# EXERCISE PROMPT
Can you reproduce, word for word, every line from the one containing "Would you mind marking the paved" through the last line of the records, including both?

- - - - -

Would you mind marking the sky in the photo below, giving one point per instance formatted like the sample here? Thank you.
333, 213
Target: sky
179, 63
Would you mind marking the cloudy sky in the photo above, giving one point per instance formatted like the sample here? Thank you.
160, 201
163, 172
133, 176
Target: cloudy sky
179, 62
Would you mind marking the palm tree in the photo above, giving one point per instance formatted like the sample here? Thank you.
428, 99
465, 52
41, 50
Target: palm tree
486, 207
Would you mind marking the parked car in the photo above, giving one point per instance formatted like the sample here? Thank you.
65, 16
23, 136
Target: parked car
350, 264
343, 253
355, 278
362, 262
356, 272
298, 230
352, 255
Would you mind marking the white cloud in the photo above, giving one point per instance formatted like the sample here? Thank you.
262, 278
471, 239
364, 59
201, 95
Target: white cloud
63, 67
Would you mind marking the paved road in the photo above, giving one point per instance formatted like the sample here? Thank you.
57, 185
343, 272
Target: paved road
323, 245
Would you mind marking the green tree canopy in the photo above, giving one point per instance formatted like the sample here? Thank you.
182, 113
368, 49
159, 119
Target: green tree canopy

- - - - -

# FULL ANSWER
Would you mind marking the paved road in the photo above, giving one point per instance formatted like the sample here? Thank you.
57, 185
343, 272
Target: paved road
323, 245
Would you mind marking the green tree canopy in the photo above, giving one point per instance formatted like the sample here? Thank you.
182, 113
368, 49
159, 119
Target: green tree canopy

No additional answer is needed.